Write out the entries below once more, exactly, with the pictures left out.
########
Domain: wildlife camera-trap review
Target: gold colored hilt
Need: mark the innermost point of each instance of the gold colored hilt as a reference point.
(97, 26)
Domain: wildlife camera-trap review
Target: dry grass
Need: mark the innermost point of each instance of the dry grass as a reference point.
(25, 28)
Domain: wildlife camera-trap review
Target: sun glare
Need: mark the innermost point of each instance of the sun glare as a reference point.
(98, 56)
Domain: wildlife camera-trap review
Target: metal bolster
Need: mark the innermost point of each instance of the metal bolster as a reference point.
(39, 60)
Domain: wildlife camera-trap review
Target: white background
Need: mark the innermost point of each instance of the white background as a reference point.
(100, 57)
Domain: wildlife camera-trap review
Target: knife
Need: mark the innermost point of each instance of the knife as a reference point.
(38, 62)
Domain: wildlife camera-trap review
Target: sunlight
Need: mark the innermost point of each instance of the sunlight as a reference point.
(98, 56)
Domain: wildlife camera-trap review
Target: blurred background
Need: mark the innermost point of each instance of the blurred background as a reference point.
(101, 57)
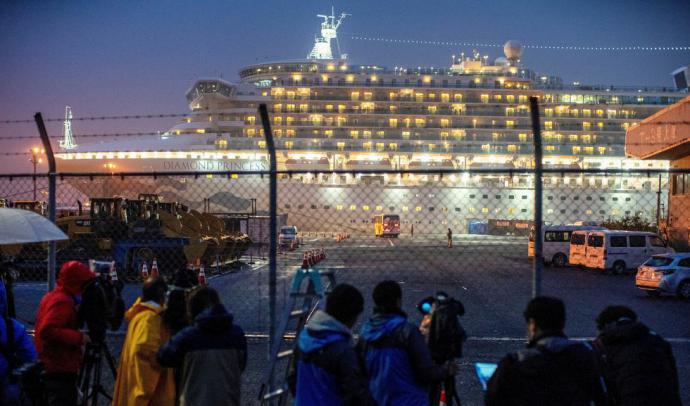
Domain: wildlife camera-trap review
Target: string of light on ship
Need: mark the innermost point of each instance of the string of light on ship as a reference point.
(529, 46)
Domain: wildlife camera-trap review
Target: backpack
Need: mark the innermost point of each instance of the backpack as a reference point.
(446, 334)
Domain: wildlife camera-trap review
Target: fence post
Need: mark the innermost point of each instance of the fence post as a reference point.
(51, 194)
(273, 222)
(538, 195)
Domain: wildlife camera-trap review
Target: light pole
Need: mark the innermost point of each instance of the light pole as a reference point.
(35, 160)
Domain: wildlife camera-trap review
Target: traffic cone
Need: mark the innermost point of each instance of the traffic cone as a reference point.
(202, 275)
(113, 272)
(154, 268)
(144, 271)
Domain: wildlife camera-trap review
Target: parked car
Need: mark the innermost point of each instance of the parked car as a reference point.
(619, 251)
(556, 242)
(667, 273)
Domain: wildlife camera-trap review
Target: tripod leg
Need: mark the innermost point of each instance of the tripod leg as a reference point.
(111, 360)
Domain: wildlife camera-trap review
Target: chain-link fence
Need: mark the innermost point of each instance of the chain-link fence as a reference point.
(465, 232)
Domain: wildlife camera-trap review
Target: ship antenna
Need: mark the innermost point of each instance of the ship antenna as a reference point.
(67, 141)
(329, 31)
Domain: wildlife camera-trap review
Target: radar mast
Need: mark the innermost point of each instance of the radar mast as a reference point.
(329, 31)
(67, 141)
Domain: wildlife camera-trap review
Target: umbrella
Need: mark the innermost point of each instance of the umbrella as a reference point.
(22, 226)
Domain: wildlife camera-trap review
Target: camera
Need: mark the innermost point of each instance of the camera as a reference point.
(445, 335)
(102, 306)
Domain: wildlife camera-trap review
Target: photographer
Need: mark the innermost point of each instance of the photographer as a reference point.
(396, 358)
(58, 339)
(445, 337)
(16, 349)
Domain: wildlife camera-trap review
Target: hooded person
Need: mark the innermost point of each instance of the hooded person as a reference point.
(16, 349)
(58, 339)
(140, 379)
(638, 364)
(328, 371)
(552, 370)
(212, 353)
(397, 359)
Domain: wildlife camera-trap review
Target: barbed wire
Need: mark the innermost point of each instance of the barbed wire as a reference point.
(95, 118)
(531, 46)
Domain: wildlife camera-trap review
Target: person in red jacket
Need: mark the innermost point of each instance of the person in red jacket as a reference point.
(58, 339)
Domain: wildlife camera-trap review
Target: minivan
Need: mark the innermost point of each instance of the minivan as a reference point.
(556, 242)
(619, 251)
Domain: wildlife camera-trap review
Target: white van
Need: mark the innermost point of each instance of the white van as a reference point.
(288, 237)
(578, 246)
(622, 250)
(556, 242)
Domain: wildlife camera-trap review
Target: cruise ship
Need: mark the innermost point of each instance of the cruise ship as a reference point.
(338, 119)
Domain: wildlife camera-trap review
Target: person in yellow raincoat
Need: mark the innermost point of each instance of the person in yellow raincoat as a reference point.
(140, 379)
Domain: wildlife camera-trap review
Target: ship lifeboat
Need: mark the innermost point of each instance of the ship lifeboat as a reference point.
(492, 165)
(436, 164)
(369, 164)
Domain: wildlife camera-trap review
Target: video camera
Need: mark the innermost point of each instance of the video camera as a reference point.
(445, 333)
(102, 305)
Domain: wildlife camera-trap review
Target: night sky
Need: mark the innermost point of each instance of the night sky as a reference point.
(134, 57)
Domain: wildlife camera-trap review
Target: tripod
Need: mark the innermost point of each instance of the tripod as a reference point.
(90, 374)
(448, 385)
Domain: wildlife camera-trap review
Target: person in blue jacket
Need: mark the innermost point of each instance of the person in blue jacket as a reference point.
(396, 357)
(13, 353)
(328, 371)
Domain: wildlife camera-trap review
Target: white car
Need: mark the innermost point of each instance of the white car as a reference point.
(667, 273)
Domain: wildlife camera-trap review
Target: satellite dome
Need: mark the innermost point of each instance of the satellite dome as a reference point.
(501, 61)
(513, 50)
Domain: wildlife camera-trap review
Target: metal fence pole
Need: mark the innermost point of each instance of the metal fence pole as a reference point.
(538, 195)
(273, 222)
(51, 195)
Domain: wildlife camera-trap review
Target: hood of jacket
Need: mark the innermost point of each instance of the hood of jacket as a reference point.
(139, 307)
(322, 329)
(215, 319)
(381, 324)
(553, 341)
(623, 331)
(73, 275)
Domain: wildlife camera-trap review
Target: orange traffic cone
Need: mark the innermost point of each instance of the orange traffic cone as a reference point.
(202, 275)
(154, 268)
(144, 271)
(442, 401)
(113, 272)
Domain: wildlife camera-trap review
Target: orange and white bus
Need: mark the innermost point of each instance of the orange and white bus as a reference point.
(386, 225)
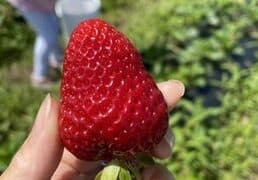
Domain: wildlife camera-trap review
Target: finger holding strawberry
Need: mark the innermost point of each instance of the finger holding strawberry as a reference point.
(110, 111)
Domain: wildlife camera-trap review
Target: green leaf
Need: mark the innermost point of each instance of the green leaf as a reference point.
(124, 174)
(110, 172)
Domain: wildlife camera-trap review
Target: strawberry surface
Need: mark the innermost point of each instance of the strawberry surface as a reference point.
(110, 107)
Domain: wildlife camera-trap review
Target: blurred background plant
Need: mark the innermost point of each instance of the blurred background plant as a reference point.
(210, 45)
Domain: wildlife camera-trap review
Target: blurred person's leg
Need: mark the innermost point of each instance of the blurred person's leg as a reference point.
(46, 27)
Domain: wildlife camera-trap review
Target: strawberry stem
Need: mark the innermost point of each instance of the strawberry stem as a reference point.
(125, 169)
########
• _Written response_
Domain: wildlife camera-trap review
Target: gold colored hilt
Need: mark the innermost point of each instance of the gold colored hilt as a reference point.
(97, 26)
Domain: wildlife camera-trap review
Target: dry grass
Need: mark the innermost point of each instance of the dry grass as a reference point.
(25, 28)
Domain: wildlife camera-trap review
Target: sun glare
Need: mark the innermost point of each instance of the sun glare as a reference point.
(98, 56)
Domain: wildlife camera-trap review
Target: metal bolster
Need: mark the innermost point of each instance of the metal bolster as a reference point.
(39, 60)
Domain: wildlife camera-trap review
Target: white background
Need: mark the innermost point of each instance of the white background as a reference point.
(100, 57)
Domain: wildlife camera-trap review
Target: knife
Need: mark the innermost point of each instance of the knife as a reference point.
(38, 62)
Domain: wildlife camera-trap review
Target: sunlight
Need: mark the innermost point of each instance of the sunlight as a reference point.
(98, 56)
Domain: wildlife camera-trap review
Target: blurred background
Need: mark the innermost point of each instance of the blurred background as a reference point.
(101, 57)
Domain: wildlife camera-trap review
Target: string of light on ship
Need: mark the innermost point of each instance of the string of light on ship as a reference point.
(529, 46)
Domain: wildlife camera-trap review
Target: backpack
Need: mark the innermost point of each instance of the backpack as a reference point.
(446, 334)
Domain: wildlife camera-trap review
Target: fence post
Need: mark the innermost point of each instance of the fence post as a reference point.
(51, 194)
(273, 222)
(538, 195)
Domain: wildlife camera-trap review
Target: light pole
Need: mark the innermost point of each instance of the light pole as a reference point.
(35, 160)
Domain: wildlife camera-trap review
Target: traffic cone
Need: mark the innermost point of each instance of the traffic cone as a reference point.
(202, 275)
(113, 272)
(154, 268)
(144, 271)
Domain: wildlife camera-trap review
Target: parked car
Need: mark the innermost point of each instance of the parked car as a reference point.
(619, 251)
(556, 242)
(667, 273)
Domain: wildlife camera-trap review
Target: tripod leg
Need: mark the innermost point of each instance of the tripod leg as a reference point.
(111, 360)
Domain: wildlife camera-trap review
Target: chain-link fence
Need: mark the innermost point of each instance of the chain-link fence as a reference point.
(465, 232)
Domain: wildlife camera-trap review
Target: ship antenna
Need: mark the innermost point of each instance of the ship antenna as a reference point.
(67, 141)
(329, 31)
Domain: wildlife camera-trap review
Target: radar mast
Need: mark the innermost point of each instance of the radar mast as a reference point.
(329, 31)
(67, 141)
Domain: wildlife camera-trap review
Target: umbrella
Need: mark the innermost point of each instance of the umbrella as a reference point.
(22, 226)
Domain: wildlife camera-trap review
Target: camera
Need: mark the innermost point of each instance of the camera as a reference point.
(445, 335)
(102, 306)
Domain: wildlife camera-trap review
Target: photographer
Need: mark the innermost point of each instance of the photographer as a reference point.
(396, 358)
(58, 339)
(445, 337)
(16, 349)
Domain: wildlife camera-trap review
Target: hooded person
Need: mark the innermost point of each instance of the hooded person as a reference point.
(16, 349)
(58, 339)
(140, 379)
(638, 364)
(328, 371)
(552, 370)
(212, 353)
(397, 359)
Domain: wildlife camera-trap review
Target: barbed wire
Need: mark the innermost point of each instance of the barbed wire as a reference point.
(95, 118)
(531, 46)
Domain: wildlife camera-trap review
Target: person in red jacket
Need: mark the innermost point of each instance of the person in red jacket as a reference point.
(58, 339)
Domain: wildlife camera-trap review
Target: minivan
Need: mark the innermost point of each instance of the minivan as a reference point.
(556, 242)
(619, 251)
Domain: wildlife camera-trap review
Target: white van
Need: mark the innermost point of each instance of the white van as a reference point.
(288, 237)
(578, 246)
(622, 250)
(556, 242)
Domain: wildlife camera-trap review
Target: cruise ship
Need: mark the innermost point of each instance of the cruise ship as a reference point.
(338, 119)
Domain: wildlife camera-trap review
Target: person in yellow raincoat
Need: mark the innermost point of each instance of the person in yellow raincoat as a reference point.
(140, 379)
Domain: wildlife camera-trap review
Target: ship lifeboat
Need: mark the innermost point of each instance of the ship lifeboat as a reference point.
(492, 165)
(436, 164)
(369, 164)
Domain: wildlife camera-trap review
Target: video camera
Need: mark the innermost point of each instance of the video camera as a reference point.
(445, 333)
(102, 305)
Domain: wildlife camera-trap review
Target: night sky
Need: mark the innermost point of each instance of the night sky as a reference point.
(134, 57)
Domain: wildlife camera-trap review
Target: tripod
Need: mark the innermost point of each instance of the tripod as a reference point.
(90, 374)
(448, 385)
Domain: wildlife camera-trap review
Target: person in blue jacket
Need: mark the innermost point of each instance of the person in blue jacket as a reference point.
(396, 357)
(13, 353)
(328, 371)
Domain: wildlife camera-trap review
Target: white car
Need: mark the innermost point of each instance of the white car as a reference point.
(667, 273)
Domain: wildlife camera-trap review
Target: satellite dome
Need: mark the innermost point of each instance of the satellite dome as a reference point.
(501, 61)
(513, 50)
Domain: wildlife camera-trap review
Target: metal fence pole
Need: mark the innermost point of each instance of the metal fence pole as a reference point.
(538, 195)
(273, 222)
(51, 195)
Domain: wildlife camera-trap review
Target: hood of jacket
Need: mark the innermost point of each instance of the hood of jacket as a reference point.
(139, 307)
(322, 329)
(215, 319)
(381, 324)
(553, 341)
(623, 331)
(73, 275)
Domain: wildlife camera-trap review
Target: orange traffic cone
Need: mark the innermost point of each instance of the orange traffic cone as a reference point.
(202, 275)
(154, 268)
(144, 271)
(442, 401)
(113, 272)
Domain: wildlife camera-trap review
Target: orange and white bus
Need: mark the innermost point of each instance of the orange and white bus as a reference point.
(386, 225)
Domain: wildlife camera-trap review
Target: finger holding strawberry
Need: mark the innermost point of each instance of the finger holding strawberry as a reference point.
(110, 111)
Domain: wildlife camera-trap review
Target: green leaf
Need: mark the innermost point of each instance of the green leaf as a reference point.
(124, 174)
(110, 172)
Domain: wildlife camera-trap review
Target: strawberry surface
Need: mark the innermost point of each instance of the strawberry surface as a reference point.
(110, 107)
Domain: wildlife camera-trap review
Target: blurred background plant
Need: mark the innermost point of each instance of the blurred background plant as a reference point.
(210, 45)
Domain: wildlife camera-trap review
Target: blurred person's leg
Need: mark the innermost point of each instance of the blurred person's leg as a reference point.
(46, 27)
Domain: wildlife camera-trap review
Target: strawberry stem
Need: mark the innermost point of each instance of the strawberry stem as a reference point.
(125, 169)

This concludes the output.